Exercise objective:
Please put only the lines from the one containing "Our detector says the arched window" through the one containing "[120,241,139,272]" into a numbered list, leaving out any blank lines.

Record extracts:
= = = = =

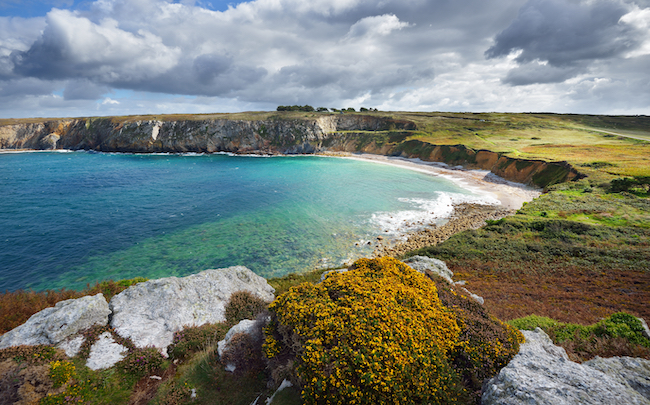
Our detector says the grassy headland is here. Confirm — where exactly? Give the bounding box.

= = = = =

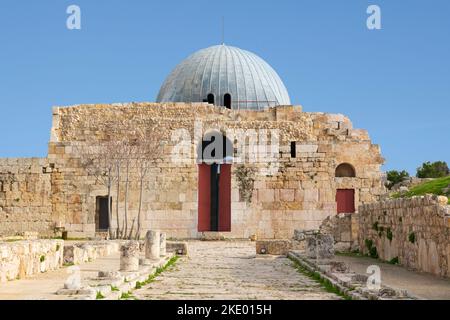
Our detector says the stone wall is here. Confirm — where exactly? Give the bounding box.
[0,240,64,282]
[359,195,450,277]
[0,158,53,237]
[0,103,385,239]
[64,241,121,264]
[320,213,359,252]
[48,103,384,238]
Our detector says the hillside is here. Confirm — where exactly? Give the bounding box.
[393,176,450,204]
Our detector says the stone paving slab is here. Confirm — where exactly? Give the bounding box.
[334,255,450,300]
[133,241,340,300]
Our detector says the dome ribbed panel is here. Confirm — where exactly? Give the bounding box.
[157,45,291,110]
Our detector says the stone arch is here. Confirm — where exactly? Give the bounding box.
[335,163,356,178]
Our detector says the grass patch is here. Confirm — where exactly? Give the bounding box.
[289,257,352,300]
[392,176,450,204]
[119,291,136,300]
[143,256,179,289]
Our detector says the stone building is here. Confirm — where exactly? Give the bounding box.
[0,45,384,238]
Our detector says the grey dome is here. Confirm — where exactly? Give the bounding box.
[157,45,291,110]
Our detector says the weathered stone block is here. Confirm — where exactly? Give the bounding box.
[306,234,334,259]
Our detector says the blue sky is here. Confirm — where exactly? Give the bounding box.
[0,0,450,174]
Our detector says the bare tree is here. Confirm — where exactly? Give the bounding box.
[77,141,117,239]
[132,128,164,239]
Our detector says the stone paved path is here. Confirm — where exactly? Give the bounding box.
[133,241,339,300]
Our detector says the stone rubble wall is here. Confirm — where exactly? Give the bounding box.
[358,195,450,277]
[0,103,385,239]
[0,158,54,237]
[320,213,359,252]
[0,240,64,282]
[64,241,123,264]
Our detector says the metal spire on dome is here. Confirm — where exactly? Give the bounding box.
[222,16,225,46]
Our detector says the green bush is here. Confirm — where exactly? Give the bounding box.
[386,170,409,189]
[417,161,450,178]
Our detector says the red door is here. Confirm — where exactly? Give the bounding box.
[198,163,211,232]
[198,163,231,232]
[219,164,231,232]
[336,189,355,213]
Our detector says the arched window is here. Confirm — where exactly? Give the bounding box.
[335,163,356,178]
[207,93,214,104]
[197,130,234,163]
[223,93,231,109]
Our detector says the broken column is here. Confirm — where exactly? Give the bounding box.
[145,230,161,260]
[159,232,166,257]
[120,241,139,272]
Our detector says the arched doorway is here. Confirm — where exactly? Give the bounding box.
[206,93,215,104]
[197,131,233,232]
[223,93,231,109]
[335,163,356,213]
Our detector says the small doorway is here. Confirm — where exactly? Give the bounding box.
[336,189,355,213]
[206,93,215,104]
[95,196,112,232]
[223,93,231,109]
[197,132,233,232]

= = = = =

Result of this exercise:
1. Our detector says the arched window is here. Confirm — where exactly? Give the bounding box.
2. [335,163,356,178]
3. [207,93,214,104]
4. [197,130,234,163]
5. [223,93,231,109]
6. Our detector says the broken column is here. Confirm — where exactly? Give the bounding box.
7. [145,230,161,260]
8. [159,232,166,257]
9. [120,241,139,272]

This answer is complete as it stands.